◆ PROBLEM REQUIREMENTS
Find every line in the records below that contains the word "photo" and copy each of those lines in full. Treat case as significant when matching.

◆ Excerpts of pointing data
####

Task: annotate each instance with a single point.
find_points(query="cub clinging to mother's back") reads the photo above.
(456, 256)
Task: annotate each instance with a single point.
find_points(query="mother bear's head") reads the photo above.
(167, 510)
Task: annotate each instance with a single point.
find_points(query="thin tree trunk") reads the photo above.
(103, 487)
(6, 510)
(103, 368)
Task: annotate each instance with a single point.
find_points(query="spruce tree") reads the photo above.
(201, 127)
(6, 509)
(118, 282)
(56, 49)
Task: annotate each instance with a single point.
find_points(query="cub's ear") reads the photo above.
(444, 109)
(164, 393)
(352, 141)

####

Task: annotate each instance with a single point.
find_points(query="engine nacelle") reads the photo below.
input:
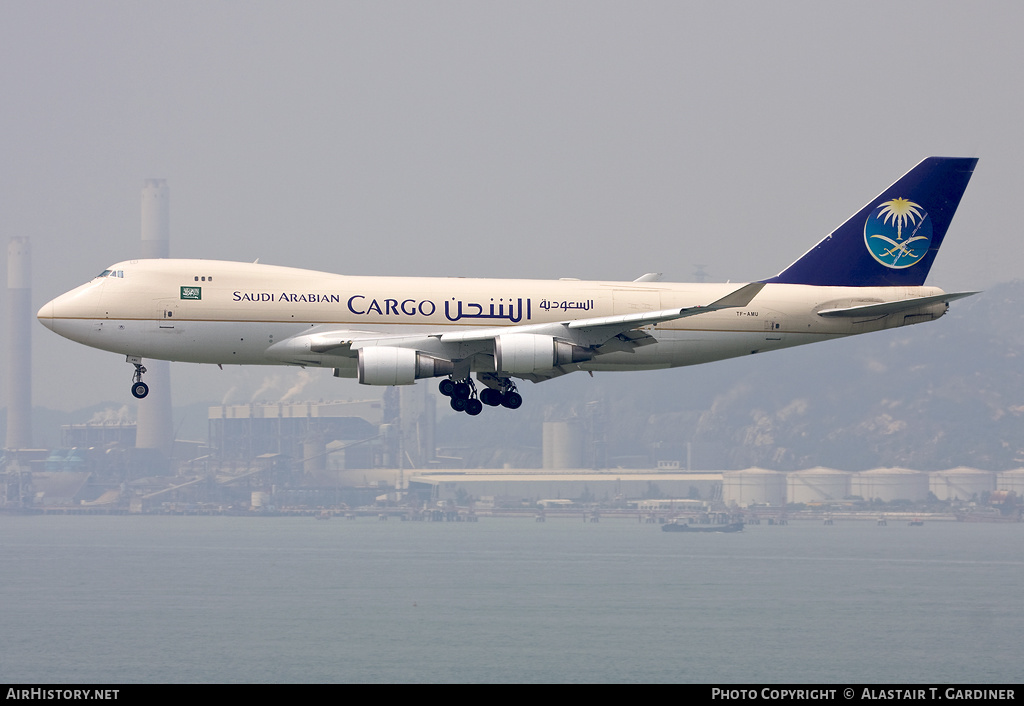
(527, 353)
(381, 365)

####

◆ SOLUTION FOR THIS PROBLEM
find_points(query="cub clinging to mother's back") reads the photo above.
find_points(query="mother bear's head") reads the photo above.
find_points(query="thin tree trunk") reads the photo above.
find_points(query="spruce tree") reads the photo above.
find_points(query="cub's ear") reads the photo above.
find_points(query="engine nacelle") reads the photo below.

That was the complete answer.